But an alternative description might read like this: A man on a self-appointed mission to expose an aging Nazi — one who has published an autobiography and has never been accused of war crimes — and hoping, in the process, to publish a book and land a movie deal.

Whatever the subtext, on Saturday Mr. Gould revealed his ruse to 97-year-old Bernhard Frank, once a trusted aide to Heinrich Himmler, the second most powerful man in Nazi Germany. Mr. Frank looked at his accuser and through the confusion of age and betrayal asked: “Are you my enemy or my friend?” according to a transcript of the encounter provided by Mr. Gould.

“I am your enemy,” Mr. Gould said, leaning in toward Mr. Frank. “I am your enemy.”

Mr. Gould announced on Tuesday that he and his cousin, Burton Bernstein, are filing a federal civil lawsuit against Mr. Frank in Washington that will assert that the ex-Nazi officer is responsible for orders issued on July 28, 1941, that spurred SS troops to kill their ancestors in an attack on the village of Korets, in Ukraine. Mr. Gould says he can provide documentary proof that Mr. Frank had a central role in the administration of the earliest days of the Holocaust as a desk officer who facilitated the machinery of Nazi death. This charge, however, has been dismissed by other experts on the Holocaust as overstated.

INFORMATION SHOWN.

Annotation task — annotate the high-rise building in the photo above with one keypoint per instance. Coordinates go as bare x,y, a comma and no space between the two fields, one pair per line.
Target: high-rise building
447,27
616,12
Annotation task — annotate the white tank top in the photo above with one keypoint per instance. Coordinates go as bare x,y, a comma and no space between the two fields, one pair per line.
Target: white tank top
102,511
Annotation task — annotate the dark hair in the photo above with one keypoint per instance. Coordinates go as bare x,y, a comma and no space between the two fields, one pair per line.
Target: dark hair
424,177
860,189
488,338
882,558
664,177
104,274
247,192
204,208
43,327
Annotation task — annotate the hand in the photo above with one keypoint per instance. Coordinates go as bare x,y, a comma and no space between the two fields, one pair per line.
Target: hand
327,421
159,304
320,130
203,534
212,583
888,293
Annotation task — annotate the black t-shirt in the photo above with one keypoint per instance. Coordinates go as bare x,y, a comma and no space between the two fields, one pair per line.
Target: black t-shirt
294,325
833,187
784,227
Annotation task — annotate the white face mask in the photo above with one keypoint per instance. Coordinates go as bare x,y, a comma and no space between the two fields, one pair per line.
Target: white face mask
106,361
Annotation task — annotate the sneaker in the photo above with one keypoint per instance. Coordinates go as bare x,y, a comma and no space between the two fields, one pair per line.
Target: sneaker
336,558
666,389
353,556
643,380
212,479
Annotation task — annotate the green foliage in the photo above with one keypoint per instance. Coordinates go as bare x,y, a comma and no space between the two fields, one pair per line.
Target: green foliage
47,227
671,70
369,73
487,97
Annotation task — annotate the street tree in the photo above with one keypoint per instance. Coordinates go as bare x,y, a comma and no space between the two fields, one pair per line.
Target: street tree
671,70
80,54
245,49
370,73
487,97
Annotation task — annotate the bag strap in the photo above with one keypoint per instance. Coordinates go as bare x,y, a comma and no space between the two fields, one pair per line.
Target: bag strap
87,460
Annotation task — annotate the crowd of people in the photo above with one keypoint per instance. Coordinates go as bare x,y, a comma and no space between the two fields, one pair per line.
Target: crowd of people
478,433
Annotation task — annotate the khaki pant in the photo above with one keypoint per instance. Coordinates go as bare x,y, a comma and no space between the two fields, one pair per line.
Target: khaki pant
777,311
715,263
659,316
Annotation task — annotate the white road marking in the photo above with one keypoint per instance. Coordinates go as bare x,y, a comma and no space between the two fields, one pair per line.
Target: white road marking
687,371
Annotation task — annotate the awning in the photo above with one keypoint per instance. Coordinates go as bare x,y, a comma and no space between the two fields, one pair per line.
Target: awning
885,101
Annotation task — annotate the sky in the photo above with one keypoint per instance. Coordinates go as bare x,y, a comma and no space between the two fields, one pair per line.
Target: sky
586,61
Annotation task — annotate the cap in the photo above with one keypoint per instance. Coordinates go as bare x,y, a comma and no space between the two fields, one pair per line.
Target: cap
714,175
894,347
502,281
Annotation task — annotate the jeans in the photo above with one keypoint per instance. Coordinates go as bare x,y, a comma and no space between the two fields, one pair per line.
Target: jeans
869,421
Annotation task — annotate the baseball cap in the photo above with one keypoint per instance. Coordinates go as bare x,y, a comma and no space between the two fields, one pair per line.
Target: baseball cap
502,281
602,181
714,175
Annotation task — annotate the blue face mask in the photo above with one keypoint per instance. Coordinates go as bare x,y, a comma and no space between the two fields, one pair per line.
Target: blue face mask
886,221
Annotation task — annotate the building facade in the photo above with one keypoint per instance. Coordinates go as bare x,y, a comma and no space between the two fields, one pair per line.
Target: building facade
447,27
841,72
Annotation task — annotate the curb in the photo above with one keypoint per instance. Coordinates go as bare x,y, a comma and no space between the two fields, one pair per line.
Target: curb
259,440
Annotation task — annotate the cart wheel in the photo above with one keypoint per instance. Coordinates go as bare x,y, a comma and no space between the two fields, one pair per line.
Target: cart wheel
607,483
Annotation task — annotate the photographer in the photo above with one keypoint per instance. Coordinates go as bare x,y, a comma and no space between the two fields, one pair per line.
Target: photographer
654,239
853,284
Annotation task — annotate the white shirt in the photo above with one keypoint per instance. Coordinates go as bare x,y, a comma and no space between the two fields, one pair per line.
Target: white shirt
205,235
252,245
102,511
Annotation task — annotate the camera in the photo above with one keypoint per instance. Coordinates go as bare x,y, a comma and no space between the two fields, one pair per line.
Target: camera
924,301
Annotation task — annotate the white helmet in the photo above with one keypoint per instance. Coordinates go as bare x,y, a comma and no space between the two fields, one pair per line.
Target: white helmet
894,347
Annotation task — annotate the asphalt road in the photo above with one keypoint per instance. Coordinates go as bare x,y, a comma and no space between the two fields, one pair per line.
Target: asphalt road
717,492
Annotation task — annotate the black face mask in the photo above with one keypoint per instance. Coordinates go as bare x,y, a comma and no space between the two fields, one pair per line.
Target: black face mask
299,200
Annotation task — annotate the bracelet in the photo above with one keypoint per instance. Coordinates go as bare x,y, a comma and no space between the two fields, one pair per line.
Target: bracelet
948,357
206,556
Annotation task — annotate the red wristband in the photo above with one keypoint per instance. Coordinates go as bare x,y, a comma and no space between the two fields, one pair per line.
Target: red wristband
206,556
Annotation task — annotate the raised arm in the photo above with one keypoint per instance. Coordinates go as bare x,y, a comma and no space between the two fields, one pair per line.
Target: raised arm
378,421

GOALS.
1. In the passage about Mr. Gould and Bernhard Frank, translate this sentence into Spanish: "This charge, however, has been dismissed by other experts on the Holocaust as overstated."
2. Carry on writing the passage about Mr. Gould's confrontation with Bernhard Frank, starting right after its last sentence.

FINAL ANSWERS.
1. Sin embargo, otros expertos en el Holocausto han desestimado esta acusación por considerarla exagerada.

2.
The suit will close out the unlikely journey of a self-styled historian with unorthodox techniques, and bring to an end his staged friendship with a former Nazi officer who confided in one taped interview that Himmler “was a good man” and that the Jews “dug their own grave” by oppressing the Germans.

“My enemy, Why?” Mr. Frank demanded according to the transcript.

“Because you killed my family,” Mr. Gould replied.

Mr. Frank has not been in hiding, and he is not regarded as a war criminal by the authorities in Germany who are responsible for policing the Nazi past.

Indeed, four years ago Mr. Frank published a book here about his Nazi career, called “As Hitler’s Commandant — From the Wewelsburg to the Berghof,” complete with photographs of himself as a dashing young officer in uniform. He has also appeared on German television in shows about the Third Reich.

During the Nazi era, he served as a librarian at Wewelsburg Castle, the ideological training ground for the SS. He subsequently occupied a senior position in Himmler’s administrative staff, keeping what was called the war diary. He co-signed some of Himmler’s orders for what was called “correctness” and later served as a commander in the Eastern Front. He eventually was made commander of the Obersalzberg, the site of Hitler’s mountain retreat, the Berghof. Toward the end of the war, Mr. Frank was ordered to arrest and kill Hermann Göring, an order which he defied.

All that is in Mr. Frank’s book.

Kurt Schrimm, chief of the Federal Archives Central Office for the Investigation of Nazi Crimes in Germany said that Mr. Frank’s name appears in the archives but never in connection with war crimes. Other Nazi experts also said that Mr. Frank was not linked to war crimes.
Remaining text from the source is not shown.